- EXERCISE PROMPT:
Resume the hot spring account below, picking up right after its final sentence.

- TEXT UNDER STUDY:
[Start of section]

I just want to get showered and get my swimwear on. No, sorry, I don’t know the cost of a glass of wine here. Yes, I’m sure there is a menu somewhere. OMG.

Being wet from the shower, I struggled to get into my swimsuit. Seemed to take forever to get it past my thighs. I was pulling so hard on the material I am glad I didn’t rip it. I was so happy when I could finally walk out to the hot spring area.

The attendants warned you not to wear any jewelry as it would tarnish and that if you got your hair wet in the spring water, it might feel coarse for a day or two. They also warned you not to get close to the springs outside of the fenced pool area as they were too hot. Those springs fed the pool area and would start to cool as it dissipated. There were two lifeguards monitoring all the swimmers at all times.

I hung my towel up on the hooks provided and carefully walked to the pool as the concrete was very slick. The water was only waist deep for me, but the bottom was rocky and in some parts slick. They supplied noodles that you could use to float. The closer you got to the far wall, the hotter the water became. I thought it was heavenly.

I found Chuck and some of the other tour participants and we talked and bobbed around for about an hour. I was glad Chuck liked the water as I wasn’t sure he would. He doesn’t like water as hot as I like it as he has told me numerous times when I forget and leave our shower set to my heat preference.

[End of section]

- INFORMATION:
[Start of section]

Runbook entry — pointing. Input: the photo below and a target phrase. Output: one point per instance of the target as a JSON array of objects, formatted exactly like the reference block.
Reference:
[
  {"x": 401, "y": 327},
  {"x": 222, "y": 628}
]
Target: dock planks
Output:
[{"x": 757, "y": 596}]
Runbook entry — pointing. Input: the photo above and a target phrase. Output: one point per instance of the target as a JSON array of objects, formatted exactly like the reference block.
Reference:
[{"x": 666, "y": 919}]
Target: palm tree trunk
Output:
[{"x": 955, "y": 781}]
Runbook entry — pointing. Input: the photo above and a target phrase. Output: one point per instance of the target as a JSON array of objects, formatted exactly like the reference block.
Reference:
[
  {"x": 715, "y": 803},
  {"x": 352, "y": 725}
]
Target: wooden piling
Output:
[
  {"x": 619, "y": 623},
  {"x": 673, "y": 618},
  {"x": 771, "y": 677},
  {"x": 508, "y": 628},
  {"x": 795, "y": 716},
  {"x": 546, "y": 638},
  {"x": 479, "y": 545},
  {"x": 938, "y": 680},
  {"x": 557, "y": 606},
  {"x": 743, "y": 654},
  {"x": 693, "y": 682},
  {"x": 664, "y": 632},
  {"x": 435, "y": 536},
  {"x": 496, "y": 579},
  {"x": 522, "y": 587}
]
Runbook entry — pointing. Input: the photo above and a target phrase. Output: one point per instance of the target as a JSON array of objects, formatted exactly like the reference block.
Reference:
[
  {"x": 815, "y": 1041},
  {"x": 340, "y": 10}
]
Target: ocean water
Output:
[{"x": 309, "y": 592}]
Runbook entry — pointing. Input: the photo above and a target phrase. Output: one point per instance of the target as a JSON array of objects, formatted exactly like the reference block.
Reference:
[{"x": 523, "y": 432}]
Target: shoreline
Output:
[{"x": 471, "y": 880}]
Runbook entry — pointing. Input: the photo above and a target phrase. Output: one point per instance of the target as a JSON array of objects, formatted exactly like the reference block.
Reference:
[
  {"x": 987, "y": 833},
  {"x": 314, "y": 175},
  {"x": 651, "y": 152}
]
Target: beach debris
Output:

[End of section]

- ANSWER SPACE:
I brought my iPhone into the pool with me as I had it in its waterproof case. I took pictures of some of us and shared it with others. And I let others take pictures with it. I always held it out of the water as I think of the waterproof case as a safeguard in case I do drop it. I’ve seen people take theirs in the water while snorkeling, but I don’t risk it.

Dried, dressed, and back on the bus it was time to go back to the ship. On the way back, Ligo pointed out all the evergreen trees we were seeing. He said that these trees are not native. There is so much lava in the soil it stunts the growth of the only kind of native tree – a type that I thought looked similar to aspens – sometimes didn’t grow higher than bushes. In fact, he said that if you ever find yourself lost in an Iceland natural forest, just stand up and you will find your way.

Native Icelandic trees

These evergreens are planted in order to try and get more trees in Iceland. The government is supporting farmers that want to transition to tree farming.

We arrived back at the ship at 5:00. The line was very long to get back into the ship. I finally noticed why. The tide was low, and the entrance ramp had a steep ramp going down to the doorway. You also had to duck low under the padded doorway to get in. They should have been playing music so we could all Limbo into the ship.

Even though the van was kind of cramped, we enjoyed the sites and all the commentary from Ligo. I would recommend Your Day Tours to anyone who wants to experience the Golden Circle of Reykjavik. (FYI – Nobody ever asked to see our vaccine cards – Sigh)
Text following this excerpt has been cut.